Set tasks:
1 - In the post on long-term economic growth themes, why does it say China is pushing down urban real estate prices? Explain in one to three sentences.
2 - Pick up the post on long-term economic growth themes after its final point and continue it.

Provided passage:
Posted by nexvucapital on March 8, 2013

We have several themes for debate as our world returns to a period of secular economic growth (this is long-term stuff so day-traders move on):

The USA is entering a secular period of above average economic prosperity after a decade plus of working off the excess:

  • has the most productive labour force
  • is already automated
  • has a ready supply of cheap manufacturing capacity (land)
  • is entering a sustained period of strategic energy advantage
  • has plentiful other natural resources
  • has incredible technical creativity

China will speed up its timetable for urbanization and industrialization:

  • faces a critical ten year period within which to get its urban/industrial population into a ratio that can support its ageing population
  • current urban density numbers are wrong as they include migrant workers and therefore ~400 million people need to move into urban centres over 10 years
  • btw – this is why they build the urban areas before they move the people (living in a tent sucks)
  • btw – this is why they are pushing down urban real estate prices (residential affordability is an issue for an urbanizing society)
  • btw – they recognize these issues and if you have not noticed these folks are organized and have a plan

Europe will continue down the slow path toward a true economic union:

  • see the creation of the USA from 1776 forward
  • failure here will result in the failure of the EU period and that is not an option (they have demonstrated this)
  • then Europe faces its real issue – offsetting its ageing population with immigration (that should be interesting)

Given information:
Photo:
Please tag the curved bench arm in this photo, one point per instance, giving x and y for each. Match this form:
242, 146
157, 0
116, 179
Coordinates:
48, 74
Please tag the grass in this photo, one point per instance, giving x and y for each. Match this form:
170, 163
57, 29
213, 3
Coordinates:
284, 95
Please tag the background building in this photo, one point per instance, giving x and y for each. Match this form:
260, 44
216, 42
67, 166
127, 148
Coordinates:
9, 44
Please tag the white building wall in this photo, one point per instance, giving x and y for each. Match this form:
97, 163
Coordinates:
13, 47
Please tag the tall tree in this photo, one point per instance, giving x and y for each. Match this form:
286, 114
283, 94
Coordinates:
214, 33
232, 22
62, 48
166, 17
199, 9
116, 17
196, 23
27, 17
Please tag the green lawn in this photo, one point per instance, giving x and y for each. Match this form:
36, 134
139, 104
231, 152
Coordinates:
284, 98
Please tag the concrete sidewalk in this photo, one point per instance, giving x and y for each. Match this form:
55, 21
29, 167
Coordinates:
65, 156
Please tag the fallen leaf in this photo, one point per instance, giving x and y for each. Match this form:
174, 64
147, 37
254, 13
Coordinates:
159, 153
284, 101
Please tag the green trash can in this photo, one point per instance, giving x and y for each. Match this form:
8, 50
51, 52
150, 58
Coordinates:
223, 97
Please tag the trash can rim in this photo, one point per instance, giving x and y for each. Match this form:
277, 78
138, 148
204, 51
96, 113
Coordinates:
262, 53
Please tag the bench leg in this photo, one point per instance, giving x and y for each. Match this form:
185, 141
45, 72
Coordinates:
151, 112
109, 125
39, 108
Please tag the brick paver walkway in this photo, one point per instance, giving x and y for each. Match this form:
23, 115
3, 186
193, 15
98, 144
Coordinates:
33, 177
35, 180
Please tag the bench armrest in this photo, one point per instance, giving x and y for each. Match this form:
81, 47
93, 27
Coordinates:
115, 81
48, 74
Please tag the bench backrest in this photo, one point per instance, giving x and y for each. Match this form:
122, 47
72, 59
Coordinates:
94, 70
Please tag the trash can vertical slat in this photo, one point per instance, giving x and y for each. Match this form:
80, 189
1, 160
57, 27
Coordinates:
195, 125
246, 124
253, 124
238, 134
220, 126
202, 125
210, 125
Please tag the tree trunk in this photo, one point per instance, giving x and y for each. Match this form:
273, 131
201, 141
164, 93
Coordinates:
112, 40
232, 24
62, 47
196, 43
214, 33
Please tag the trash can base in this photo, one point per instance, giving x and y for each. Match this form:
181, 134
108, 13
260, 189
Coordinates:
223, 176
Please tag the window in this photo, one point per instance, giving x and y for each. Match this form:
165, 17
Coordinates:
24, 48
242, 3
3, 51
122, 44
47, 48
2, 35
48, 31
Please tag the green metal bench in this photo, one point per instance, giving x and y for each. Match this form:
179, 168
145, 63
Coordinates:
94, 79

--

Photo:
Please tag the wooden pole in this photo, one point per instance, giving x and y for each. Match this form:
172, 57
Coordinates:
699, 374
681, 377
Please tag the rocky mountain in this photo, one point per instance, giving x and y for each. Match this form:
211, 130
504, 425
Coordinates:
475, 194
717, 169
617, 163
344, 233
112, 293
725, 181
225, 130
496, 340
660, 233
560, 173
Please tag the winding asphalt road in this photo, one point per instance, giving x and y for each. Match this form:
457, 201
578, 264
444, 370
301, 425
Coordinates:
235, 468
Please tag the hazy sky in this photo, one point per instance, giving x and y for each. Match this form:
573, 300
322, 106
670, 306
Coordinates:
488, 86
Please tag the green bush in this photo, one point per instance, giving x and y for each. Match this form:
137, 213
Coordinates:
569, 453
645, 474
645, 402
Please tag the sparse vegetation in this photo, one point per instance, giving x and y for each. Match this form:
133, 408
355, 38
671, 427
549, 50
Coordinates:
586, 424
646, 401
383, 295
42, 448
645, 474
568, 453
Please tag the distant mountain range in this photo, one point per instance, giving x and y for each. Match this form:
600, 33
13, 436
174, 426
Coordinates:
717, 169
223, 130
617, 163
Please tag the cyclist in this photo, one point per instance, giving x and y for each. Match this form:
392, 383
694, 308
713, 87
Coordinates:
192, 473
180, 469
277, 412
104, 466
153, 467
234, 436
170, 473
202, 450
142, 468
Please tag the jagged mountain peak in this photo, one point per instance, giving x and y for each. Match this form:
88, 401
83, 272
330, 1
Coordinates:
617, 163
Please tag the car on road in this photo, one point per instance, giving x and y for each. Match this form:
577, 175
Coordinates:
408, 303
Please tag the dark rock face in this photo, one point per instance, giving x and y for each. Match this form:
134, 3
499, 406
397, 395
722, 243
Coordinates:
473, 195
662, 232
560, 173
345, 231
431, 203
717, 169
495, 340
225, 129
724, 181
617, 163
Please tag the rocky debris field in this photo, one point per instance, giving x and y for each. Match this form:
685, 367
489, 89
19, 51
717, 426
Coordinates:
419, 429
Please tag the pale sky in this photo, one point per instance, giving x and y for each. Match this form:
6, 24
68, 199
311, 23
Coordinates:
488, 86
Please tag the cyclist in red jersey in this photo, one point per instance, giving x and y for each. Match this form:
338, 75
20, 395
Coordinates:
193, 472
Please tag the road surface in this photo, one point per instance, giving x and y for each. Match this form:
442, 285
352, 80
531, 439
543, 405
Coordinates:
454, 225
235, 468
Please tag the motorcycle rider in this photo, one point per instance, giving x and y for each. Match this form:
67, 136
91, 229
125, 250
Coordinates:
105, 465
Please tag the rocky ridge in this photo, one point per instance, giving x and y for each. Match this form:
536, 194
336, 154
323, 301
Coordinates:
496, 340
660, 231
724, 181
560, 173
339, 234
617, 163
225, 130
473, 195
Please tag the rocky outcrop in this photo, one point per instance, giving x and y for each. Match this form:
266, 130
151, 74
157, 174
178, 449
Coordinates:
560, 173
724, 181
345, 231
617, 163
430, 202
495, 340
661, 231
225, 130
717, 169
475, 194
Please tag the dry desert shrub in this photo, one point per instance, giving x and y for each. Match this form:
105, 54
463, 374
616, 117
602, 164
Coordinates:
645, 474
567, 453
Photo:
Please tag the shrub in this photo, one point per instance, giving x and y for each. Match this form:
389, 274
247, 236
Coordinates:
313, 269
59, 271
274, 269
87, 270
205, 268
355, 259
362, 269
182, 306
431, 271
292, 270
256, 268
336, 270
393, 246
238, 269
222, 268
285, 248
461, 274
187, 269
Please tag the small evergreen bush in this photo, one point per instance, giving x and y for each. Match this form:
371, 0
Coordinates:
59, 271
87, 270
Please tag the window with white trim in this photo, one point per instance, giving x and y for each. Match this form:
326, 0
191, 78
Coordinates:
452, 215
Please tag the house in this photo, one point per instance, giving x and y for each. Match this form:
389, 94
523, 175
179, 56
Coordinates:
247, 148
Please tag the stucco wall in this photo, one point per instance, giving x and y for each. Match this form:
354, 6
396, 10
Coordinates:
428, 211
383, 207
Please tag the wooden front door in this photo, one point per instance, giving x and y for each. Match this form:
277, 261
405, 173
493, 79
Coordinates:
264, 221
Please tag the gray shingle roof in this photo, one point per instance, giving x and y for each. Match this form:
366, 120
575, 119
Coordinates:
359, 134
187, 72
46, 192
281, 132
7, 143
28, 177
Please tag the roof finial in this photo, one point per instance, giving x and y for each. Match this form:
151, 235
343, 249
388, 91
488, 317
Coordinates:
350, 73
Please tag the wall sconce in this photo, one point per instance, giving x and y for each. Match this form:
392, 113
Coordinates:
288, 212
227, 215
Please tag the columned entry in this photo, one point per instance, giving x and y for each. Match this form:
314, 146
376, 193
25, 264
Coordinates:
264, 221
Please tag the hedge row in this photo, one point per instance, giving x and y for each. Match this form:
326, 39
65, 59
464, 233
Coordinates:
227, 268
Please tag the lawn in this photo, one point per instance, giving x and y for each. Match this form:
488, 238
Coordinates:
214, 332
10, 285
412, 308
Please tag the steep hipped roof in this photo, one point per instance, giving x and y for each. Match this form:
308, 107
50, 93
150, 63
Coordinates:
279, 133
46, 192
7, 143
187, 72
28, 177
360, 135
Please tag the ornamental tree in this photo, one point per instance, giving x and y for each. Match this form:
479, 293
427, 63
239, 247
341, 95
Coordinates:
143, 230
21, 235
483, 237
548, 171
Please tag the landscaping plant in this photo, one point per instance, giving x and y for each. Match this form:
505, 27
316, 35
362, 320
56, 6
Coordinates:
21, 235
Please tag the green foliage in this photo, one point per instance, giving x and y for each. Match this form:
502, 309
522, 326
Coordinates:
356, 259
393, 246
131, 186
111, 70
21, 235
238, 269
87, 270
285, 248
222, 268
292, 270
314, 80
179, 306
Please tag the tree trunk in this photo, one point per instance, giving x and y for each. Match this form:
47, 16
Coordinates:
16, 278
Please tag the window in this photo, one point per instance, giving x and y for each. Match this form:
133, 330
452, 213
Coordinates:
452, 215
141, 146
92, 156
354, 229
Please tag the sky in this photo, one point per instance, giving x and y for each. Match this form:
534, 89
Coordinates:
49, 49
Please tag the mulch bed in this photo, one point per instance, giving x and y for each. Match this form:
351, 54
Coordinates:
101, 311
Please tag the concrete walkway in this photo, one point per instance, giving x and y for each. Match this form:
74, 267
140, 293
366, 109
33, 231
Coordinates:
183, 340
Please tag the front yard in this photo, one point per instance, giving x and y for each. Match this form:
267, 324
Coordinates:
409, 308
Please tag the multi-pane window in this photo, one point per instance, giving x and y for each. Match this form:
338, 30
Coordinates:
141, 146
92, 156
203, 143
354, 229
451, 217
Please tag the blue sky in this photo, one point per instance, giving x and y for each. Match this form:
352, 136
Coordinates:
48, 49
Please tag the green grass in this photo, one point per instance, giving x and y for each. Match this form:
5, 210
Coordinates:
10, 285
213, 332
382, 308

Exercise results:
1 - According to the post, China is pushing down urban real estate prices because residential affordability is an issue for an urbanizing society. China is trying to speed up its urbanization, so housing in the cities has to be affordable for the people moving into them.

2 -
  • Note: Spain is actually in the enviable position of having a large pool of unemployed skilled workers

The 30 year waterfall of new entrants into the global skilled labour pool from China, India and the Former Soviet Union (FSU) is over:

  • the global skilled labour pool has more than doubled in the past +30 years
  • real wages for the skilled workers of the world are about to rise and with it the economic power of the global middle class
  • Sub-Saharan Africa is the last large untapped labour pool and represents a small percentage of the 3.0 billion current skilled labour pool
  • the excess rents paid to the capital component of the three factors of production (Land, Labour and Capital) is about to be shared more equitably with Labour
  • the next big issue will be a shrinking global labour pool and the rise of collective labour activity in China, India and the FSU

The current Debt/Deficit to GDP issues in the developed and developing world are going to be reduced via growth over time (see 1950 to 1965):

  • firstly, these debts were necessary to avoid a global economic catastrophe
  • fiscal discipline is the mantra of the voting populations (delicate now) of the consistent economic performers in the developed world
  • subsequently, politicians in these regions will be forced to exercise fiscal discipline by their populations
  • contrary to current economic prognosticators the revenue side can be increased by raising taxes (this is debatable) and/or by increased taxable incomes
  • the expenditure side will move toward deficit reduction as increasing real wages will offset the 30 year effort by government to subsidize wages via entitlements etc. while the distortions in the global skilled labour pool (see above) worked their way through the system

In conclusion, despite the best efforts of governments around the world to interfere in the market mechanism for handling secular shocks the markets are a force of nature and never discount the human need to make life better for our offspring (btw – another force of nature).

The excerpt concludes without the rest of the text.